--- DATA FOR REVIEW Enclosed Below ---

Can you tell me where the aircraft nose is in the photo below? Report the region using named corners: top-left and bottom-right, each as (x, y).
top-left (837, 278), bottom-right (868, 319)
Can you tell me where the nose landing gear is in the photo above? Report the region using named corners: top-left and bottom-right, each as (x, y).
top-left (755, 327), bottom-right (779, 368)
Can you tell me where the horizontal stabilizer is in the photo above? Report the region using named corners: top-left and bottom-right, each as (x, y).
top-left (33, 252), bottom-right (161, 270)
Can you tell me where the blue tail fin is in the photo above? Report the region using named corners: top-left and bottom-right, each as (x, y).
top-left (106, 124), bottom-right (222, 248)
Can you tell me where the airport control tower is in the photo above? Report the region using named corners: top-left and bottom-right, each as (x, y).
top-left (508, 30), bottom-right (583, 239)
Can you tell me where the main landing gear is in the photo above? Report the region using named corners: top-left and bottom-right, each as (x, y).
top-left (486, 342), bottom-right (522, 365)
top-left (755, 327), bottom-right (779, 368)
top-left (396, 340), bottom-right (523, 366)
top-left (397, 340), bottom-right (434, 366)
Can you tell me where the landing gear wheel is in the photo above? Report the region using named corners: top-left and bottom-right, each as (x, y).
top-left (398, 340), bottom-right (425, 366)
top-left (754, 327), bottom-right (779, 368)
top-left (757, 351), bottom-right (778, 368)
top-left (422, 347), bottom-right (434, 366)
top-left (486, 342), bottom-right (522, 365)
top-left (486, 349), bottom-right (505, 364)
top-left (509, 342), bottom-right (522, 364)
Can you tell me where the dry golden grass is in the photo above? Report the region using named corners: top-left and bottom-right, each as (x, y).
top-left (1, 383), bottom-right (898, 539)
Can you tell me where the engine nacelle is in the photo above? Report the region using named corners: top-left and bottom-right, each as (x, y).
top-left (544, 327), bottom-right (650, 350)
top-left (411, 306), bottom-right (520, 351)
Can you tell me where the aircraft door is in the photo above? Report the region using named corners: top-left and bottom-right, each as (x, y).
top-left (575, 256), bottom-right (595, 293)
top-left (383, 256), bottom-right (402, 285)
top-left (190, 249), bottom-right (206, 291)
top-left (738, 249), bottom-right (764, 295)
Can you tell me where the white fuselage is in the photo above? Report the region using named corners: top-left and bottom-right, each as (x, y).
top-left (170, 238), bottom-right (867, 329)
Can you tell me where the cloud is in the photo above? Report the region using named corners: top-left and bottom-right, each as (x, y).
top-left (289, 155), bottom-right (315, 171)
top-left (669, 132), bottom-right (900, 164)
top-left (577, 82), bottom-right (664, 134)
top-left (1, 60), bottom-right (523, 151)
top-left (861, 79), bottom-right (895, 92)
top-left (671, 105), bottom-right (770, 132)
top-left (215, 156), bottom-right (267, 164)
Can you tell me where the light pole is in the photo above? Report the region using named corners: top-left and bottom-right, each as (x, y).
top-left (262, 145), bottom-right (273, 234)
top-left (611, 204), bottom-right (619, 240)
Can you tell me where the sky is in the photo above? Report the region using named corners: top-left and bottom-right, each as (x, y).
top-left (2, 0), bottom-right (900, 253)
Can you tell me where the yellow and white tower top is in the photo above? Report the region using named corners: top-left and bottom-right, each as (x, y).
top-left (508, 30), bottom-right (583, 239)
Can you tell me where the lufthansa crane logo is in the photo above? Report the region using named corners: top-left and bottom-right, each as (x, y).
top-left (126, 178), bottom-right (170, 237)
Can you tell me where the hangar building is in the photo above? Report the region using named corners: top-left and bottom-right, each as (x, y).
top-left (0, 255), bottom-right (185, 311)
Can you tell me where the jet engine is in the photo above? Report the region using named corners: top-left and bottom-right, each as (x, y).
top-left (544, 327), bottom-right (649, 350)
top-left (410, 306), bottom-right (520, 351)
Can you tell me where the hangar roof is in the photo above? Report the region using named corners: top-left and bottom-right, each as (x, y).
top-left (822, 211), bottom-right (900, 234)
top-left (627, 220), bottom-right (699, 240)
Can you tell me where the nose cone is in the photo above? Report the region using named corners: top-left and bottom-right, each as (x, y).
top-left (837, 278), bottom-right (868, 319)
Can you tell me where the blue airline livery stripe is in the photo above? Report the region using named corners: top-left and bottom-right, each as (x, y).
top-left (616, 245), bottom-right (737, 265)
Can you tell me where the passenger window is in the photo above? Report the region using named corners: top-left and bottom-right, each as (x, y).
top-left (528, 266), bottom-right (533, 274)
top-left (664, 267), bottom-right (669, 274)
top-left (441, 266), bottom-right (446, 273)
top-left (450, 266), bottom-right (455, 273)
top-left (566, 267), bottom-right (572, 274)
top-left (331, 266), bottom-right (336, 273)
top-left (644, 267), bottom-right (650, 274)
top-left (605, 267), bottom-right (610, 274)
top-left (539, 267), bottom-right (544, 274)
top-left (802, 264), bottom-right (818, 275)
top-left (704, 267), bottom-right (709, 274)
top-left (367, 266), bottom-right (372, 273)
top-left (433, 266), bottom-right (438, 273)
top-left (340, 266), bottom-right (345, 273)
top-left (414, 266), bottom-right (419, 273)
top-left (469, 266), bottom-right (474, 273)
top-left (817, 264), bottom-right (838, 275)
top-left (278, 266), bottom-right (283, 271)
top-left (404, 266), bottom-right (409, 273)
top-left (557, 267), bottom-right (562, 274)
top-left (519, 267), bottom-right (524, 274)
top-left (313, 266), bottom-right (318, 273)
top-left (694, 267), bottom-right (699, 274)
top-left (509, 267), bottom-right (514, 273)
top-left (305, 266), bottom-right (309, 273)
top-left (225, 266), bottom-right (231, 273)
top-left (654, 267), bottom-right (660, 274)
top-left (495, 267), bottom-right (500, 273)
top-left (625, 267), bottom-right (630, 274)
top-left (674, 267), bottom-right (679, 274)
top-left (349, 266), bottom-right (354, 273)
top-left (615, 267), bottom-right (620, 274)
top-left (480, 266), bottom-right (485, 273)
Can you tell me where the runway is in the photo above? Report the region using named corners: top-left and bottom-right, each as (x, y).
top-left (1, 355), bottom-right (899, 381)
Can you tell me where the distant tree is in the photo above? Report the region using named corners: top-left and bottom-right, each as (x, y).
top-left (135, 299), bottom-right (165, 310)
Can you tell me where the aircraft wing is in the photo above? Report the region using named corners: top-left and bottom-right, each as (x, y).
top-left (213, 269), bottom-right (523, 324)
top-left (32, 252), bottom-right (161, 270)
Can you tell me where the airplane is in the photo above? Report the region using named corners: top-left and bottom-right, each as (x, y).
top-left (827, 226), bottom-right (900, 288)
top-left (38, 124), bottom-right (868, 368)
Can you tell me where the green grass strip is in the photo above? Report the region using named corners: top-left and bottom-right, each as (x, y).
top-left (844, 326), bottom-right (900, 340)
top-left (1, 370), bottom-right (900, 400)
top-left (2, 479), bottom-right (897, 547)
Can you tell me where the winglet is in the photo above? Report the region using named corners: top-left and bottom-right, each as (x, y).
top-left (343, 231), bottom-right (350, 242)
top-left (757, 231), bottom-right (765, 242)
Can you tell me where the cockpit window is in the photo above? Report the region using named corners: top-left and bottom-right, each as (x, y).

--- End of Enclosed DATA FOR REVIEW ---

TO DO
Output every record above exactly as it appears.

TASK RESPONSE
Can you tell me where the aircraft nose is in the photo below? Report the region using named corners: top-left and bottom-right, each as (x, y).
top-left (837, 278), bottom-right (868, 319)
Can you tell me where the nose landing gear is in the photo above? Report the region using named corners: top-left and bottom-right, each as (x, y).
top-left (755, 327), bottom-right (779, 368)
Can you tell me where the horizontal stabilizer is in the photo above? Report the region using named corners: top-left and bottom-right, each as (x, y).
top-left (33, 252), bottom-right (161, 270)
Can you tell me where the blue tail fin is in the photo above? Report the region using named corners: top-left and bottom-right, each as (x, y).
top-left (106, 124), bottom-right (222, 248)
Can you tell me where the airport control tower is in the photo above? Report the region using named corners: top-left and bottom-right, each as (x, y).
top-left (508, 30), bottom-right (583, 239)
Can you tell me where the main landing gear is in the photo above? Report the region using named corners: top-left and bottom-right, each as (x, y).
top-left (486, 342), bottom-right (522, 365)
top-left (755, 327), bottom-right (779, 368)
top-left (396, 340), bottom-right (523, 366)
top-left (397, 340), bottom-right (434, 366)
Can you tell me where the landing gear wheel is in the photo above? Report the region using named corners: top-left and bottom-right, each as (x, y).
top-left (398, 340), bottom-right (425, 366)
top-left (754, 327), bottom-right (779, 368)
top-left (757, 351), bottom-right (778, 368)
top-left (422, 347), bottom-right (434, 366)
top-left (486, 342), bottom-right (522, 365)
top-left (486, 349), bottom-right (505, 364)
top-left (509, 342), bottom-right (522, 364)
Can you tell me where the dry golden grass is in the photo above? Report the region using named corners: top-left and bottom-right, each as (x, y).
top-left (1, 383), bottom-right (898, 539)
Can you tell me where the engine nacelle is in the photo above? Report the region using named corners: top-left and bottom-right, each as (x, y).
top-left (544, 327), bottom-right (650, 350)
top-left (411, 306), bottom-right (520, 351)
Can you tell me where the aircraft door is in the photo above? Report the region using named corners: top-left and bottom-right, each as (x, y).
top-left (575, 256), bottom-right (595, 293)
top-left (383, 256), bottom-right (402, 285)
top-left (190, 249), bottom-right (206, 291)
top-left (738, 249), bottom-right (764, 295)
Can you tell me where the white fuselage is in the photo above? Report the region using named corners: top-left and bottom-right, each as (x, y).
top-left (170, 238), bottom-right (867, 329)
Can you tell me where the cloud is in the photo above? Report the region using named corners: top-left and bottom-right, each as (x, y).
top-left (289, 155), bottom-right (315, 171)
top-left (669, 132), bottom-right (900, 164)
top-left (577, 82), bottom-right (664, 134)
top-left (1, 60), bottom-right (523, 151)
top-left (861, 79), bottom-right (895, 92)
top-left (671, 105), bottom-right (770, 132)
top-left (215, 156), bottom-right (267, 164)
Can you tell me where the light pole is in the photo above? Report the region using named corners: top-left and bottom-right, each as (x, y).
top-left (262, 145), bottom-right (273, 234)
top-left (611, 204), bottom-right (619, 240)
Can you tell me where the sky is in the photo above? Report the region using named corners: top-left and bottom-right, each as (x, y).
top-left (2, 0), bottom-right (900, 253)
Can you tell me where the yellow and white tower top is in the photo above? Report the region using named corners: top-left and bottom-right, each as (x, y).
top-left (508, 30), bottom-right (583, 239)
Can you tell me where the lufthansa crane logo is in the photo above? Report the region using named corners: top-left and bottom-right, each as (x, y).
top-left (126, 178), bottom-right (170, 237)
Can you tell me where the hangar building is in the photo above? Report the region using named corners: top-left and bottom-right, each as (x, y).
top-left (0, 255), bottom-right (185, 311)
Can you tell me where the jet engine is in the photo above? Report the region using named corners: top-left and bottom-right, each as (x, y).
top-left (544, 327), bottom-right (649, 350)
top-left (410, 306), bottom-right (520, 351)
Can you tell me where the hangar roof is in the photo above? Report the region using named corners: top-left and bottom-right, each as (x, y).
top-left (822, 211), bottom-right (900, 234)
top-left (627, 220), bottom-right (699, 240)
Can you tell me where the nose cone is in the photo above? Report the region using named corners: top-left and bottom-right, each as (x, y).
top-left (837, 278), bottom-right (868, 319)
Can you tell me where the blue airline livery stripe is in the photo above? Report the region using named corners: top-left and bottom-right, each as (x, y).
top-left (616, 245), bottom-right (737, 265)
Can you tell me where the passenger window is in the photo above? Report the region using named corners: top-left and bottom-right, each as (x, y).
top-left (528, 266), bottom-right (533, 274)
top-left (664, 267), bottom-right (669, 274)
top-left (441, 266), bottom-right (446, 273)
top-left (450, 266), bottom-right (455, 273)
top-left (566, 267), bottom-right (572, 274)
top-left (331, 266), bottom-right (336, 273)
top-left (644, 267), bottom-right (650, 274)
top-left (605, 267), bottom-right (610, 274)
top-left (539, 267), bottom-right (544, 274)
top-left (802, 264), bottom-right (818, 275)
top-left (704, 267), bottom-right (709, 274)
top-left (367, 266), bottom-right (372, 273)
top-left (433, 266), bottom-right (438, 273)
top-left (340, 266), bottom-right (345, 273)
top-left (414, 266), bottom-right (419, 273)
top-left (469, 266), bottom-right (474, 273)
top-left (817, 264), bottom-right (838, 275)
top-left (278, 266), bottom-right (283, 271)
top-left (404, 266), bottom-right (409, 273)
top-left (557, 267), bottom-right (562, 274)
top-left (519, 267), bottom-right (524, 274)
top-left (313, 266), bottom-right (318, 273)
top-left (694, 267), bottom-right (699, 274)
top-left (509, 267), bottom-right (514, 273)
top-left (305, 266), bottom-right (309, 273)
top-left (225, 266), bottom-right (231, 273)
top-left (654, 267), bottom-right (660, 274)
top-left (495, 267), bottom-right (500, 273)
top-left (625, 267), bottom-right (630, 274)
top-left (674, 267), bottom-right (679, 274)
top-left (349, 266), bottom-right (354, 273)
top-left (615, 267), bottom-right (620, 274)
top-left (480, 266), bottom-right (485, 273)
Can you tell me where the runway is in the photo above? Report the region using named corners: top-left and bottom-right, each as (x, y).
top-left (1, 355), bottom-right (899, 381)
Can you tell me where the distant tree is in the photo above? Report the region using named corners: top-left and bottom-right, each as (x, y).
top-left (135, 299), bottom-right (165, 310)
Can you tell me where the aircraft wing is in the photo above? Report the region using named corners: top-left and bottom-right, each as (x, y).
top-left (213, 269), bottom-right (523, 324)
top-left (32, 252), bottom-right (161, 270)
Can you tell me where the airplane is in the photo above? Report the region using named corners: top-left and bottom-right, each as (x, y).
top-left (827, 226), bottom-right (900, 288)
top-left (38, 124), bottom-right (868, 368)
Can you tell me where the green grass strip is in the photo above? Report the region using named corners: top-left and bottom-right, each as (x, y).
top-left (844, 326), bottom-right (900, 340)
top-left (1, 370), bottom-right (900, 400)
top-left (2, 479), bottom-right (897, 547)
Can you tell me where the winglet is in the photo above? Report the region using named corners: top-left and bottom-right, each as (x, y).
top-left (343, 231), bottom-right (350, 242)
top-left (757, 231), bottom-right (765, 242)
Can you tell me where the cockpit window is in the photo above? Report the region using named corners: top-left and bottom-right, each as (x, y).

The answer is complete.